Data excerpts.

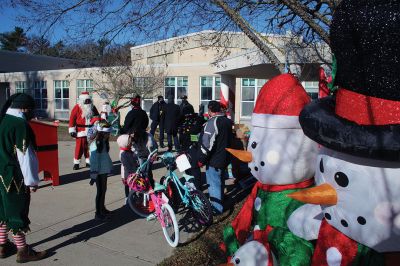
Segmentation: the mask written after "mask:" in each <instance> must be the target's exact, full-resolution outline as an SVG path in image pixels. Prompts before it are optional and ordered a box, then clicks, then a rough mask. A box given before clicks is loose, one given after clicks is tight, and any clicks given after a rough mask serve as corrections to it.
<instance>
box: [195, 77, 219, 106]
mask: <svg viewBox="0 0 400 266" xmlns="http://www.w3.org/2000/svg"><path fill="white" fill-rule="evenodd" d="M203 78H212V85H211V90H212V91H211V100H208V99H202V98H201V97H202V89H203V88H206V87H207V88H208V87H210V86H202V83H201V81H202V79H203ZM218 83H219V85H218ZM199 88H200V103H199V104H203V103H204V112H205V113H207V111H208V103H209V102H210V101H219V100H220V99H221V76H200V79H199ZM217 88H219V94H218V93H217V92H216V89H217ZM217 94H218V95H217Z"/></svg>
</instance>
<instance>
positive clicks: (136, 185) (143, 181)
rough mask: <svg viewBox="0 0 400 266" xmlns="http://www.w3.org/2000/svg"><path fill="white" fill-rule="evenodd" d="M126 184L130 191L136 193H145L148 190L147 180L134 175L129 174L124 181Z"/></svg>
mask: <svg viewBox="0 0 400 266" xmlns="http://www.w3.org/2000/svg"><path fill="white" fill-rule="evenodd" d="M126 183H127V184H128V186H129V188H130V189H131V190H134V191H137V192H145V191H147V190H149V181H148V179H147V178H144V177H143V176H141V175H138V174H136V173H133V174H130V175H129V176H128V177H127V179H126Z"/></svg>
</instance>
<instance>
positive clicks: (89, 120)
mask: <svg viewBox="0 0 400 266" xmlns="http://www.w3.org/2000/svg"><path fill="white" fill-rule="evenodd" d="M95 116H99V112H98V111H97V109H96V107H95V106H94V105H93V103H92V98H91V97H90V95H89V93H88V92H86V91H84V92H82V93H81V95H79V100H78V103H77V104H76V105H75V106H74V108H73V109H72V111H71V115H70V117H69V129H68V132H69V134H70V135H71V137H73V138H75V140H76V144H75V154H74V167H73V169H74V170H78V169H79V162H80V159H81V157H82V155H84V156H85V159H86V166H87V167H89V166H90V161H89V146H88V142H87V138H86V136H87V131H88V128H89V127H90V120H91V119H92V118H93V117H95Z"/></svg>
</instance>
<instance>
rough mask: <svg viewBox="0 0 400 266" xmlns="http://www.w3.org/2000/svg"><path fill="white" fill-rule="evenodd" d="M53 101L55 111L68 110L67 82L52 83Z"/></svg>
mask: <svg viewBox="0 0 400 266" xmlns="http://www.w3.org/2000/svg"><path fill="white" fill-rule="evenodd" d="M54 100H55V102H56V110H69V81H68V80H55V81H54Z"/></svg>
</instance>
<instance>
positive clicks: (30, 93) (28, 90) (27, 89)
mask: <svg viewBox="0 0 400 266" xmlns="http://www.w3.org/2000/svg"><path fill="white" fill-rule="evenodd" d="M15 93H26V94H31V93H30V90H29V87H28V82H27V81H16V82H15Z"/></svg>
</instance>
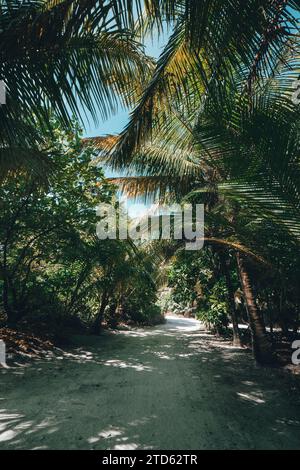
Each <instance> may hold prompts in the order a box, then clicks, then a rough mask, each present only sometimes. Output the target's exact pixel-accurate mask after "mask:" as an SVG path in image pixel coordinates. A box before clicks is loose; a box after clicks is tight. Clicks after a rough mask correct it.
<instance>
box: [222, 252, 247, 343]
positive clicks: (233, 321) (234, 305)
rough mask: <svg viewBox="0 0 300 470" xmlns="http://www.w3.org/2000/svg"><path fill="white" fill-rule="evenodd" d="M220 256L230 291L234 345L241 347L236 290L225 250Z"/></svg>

Task directions. Could you retype all the entries above exactly, without the pictures?

Result below.
Segmentation: the mask written after "mask:" in each <instance> must be the target's exact, full-resolution outline as an SVG path in image pixels. Prompts before it are optional and ordered a box, then clicks, then a rough mask. A box given before clicks is loose, one given after clicks is tight, and any clicks given after a rough mask serve as corrections to it.
<instance>
box: [195, 77, 219, 106]
mask: <svg viewBox="0 0 400 266" xmlns="http://www.w3.org/2000/svg"><path fill="white" fill-rule="evenodd" d="M203 78H212V85H211V90H212V91H211V100H208V99H202V98H201V97H202V89H203V88H206V87H207V88H208V87H210V86H202V83H201V81H202V79H203ZM218 83H219V85H218ZM199 88H200V103H199V104H203V103H204V112H205V113H207V111H208V103H209V102H210V101H219V100H220V99H221V76H200V79H199ZM217 88H219V94H218V93H217V92H216V89H217ZM217 94H218V95H217Z"/></svg>
</instance>
<instance>
positive clicks: (136, 185) (143, 181)
rough mask: <svg viewBox="0 0 400 266" xmlns="http://www.w3.org/2000/svg"><path fill="white" fill-rule="evenodd" d="M126 184L130 191L136 193H145L148 190L147 180L134 175L129 174L124 181Z"/></svg>
mask: <svg viewBox="0 0 400 266" xmlns="http://www.w3.org/2000/svg"><path fill="white" fill-rule="evenodd" d="M126 183H127V184H128V186H129V188H130V189H131V190H134V191H137V192H145V191H147V190H149V181H148V179H147V178H144V177H143V176H141V175H138V174H136V173H133V174H130V175H129V176H128V177H127V179H126Z"/></svg>
</instance>
<instance>
positive clicks: (89, 120)
mask: <svg viewBox="0 0 400 266" xmlns="http://www.w3.org/2000/svg"><path fill="white" fill-rule="evenodd" d="M95 116H99V112H98V111H97V109H96V107H95V106H94V105H93V103H92V98H91V97H90V95H89V93H88V92H86V91H84V92H82V93H81V95H79V100H78V103H77V104H76V105H75V106H74V108H73V109H72V111H71V115H70V117H69V129H68V132H69V134H70V135H71V137H73V138H75V140H76V144H75V154H74V167H73V169H74V170H78V169H79V162H80V159H81V157H82V155H84V156H85V159H86V166H87V167H89V166H90V161H89V146H88V142H87V138H86V136H87V131H88V128H89V127H90V120H91V119H92V118H93V117H95Z"/></svg>
</instance>
<instance>
rough mask: <svg viewBox="0 0 400 266" xmlns="http://www.w3.org/2000/svg"><path fill="white" fill-rule="evenodd" d="M53 101L55 111L68 110L67 82L52 83Z"/></svg>
mask: <svg viewBox="0 0 400 266" xmlns="http://www.w3.org/2000/svg"><path fill="white" fill-rule="evenodd" d="M54 100H55V102H56V110H69V81H68V80H55V81H54Z"/></svg>
</instance>
<instance>
positive clicks: (30, 93) (28, 90) (27, 89)
mask: <svg viewBox="0 0 400 266" xmlns="http://www.w3.org/2000/svg"><path fill="white" fill-rule="evenodd" d="M15 93H26V94H31V93H30V90H29V87H28V82H27V81H16V82H15Z"/></svg>
</instance>
Each <instance> may hold prompts in the order a box, then clicks, then a rough mask, each present only sometimes. Output the target's exact pixel-accurate mask after "mask:" as an SVG path in image pixel coordinates. A box before clicks is loose; a box after clicks is tight. Clicks after a rough mask correct it.
<instance>
box: [222, 252, 247, 343]
positive clicks: (233, 321) (234, 305)
rough mask: <svg viewBox="0 0 300 470" xmlns="http://www.w3.org/2000/svg"><path fill="white" fill-rule="evenodd" d="M220 256L230 291L234 345L241 347L236 290L225 250Z"/></svg>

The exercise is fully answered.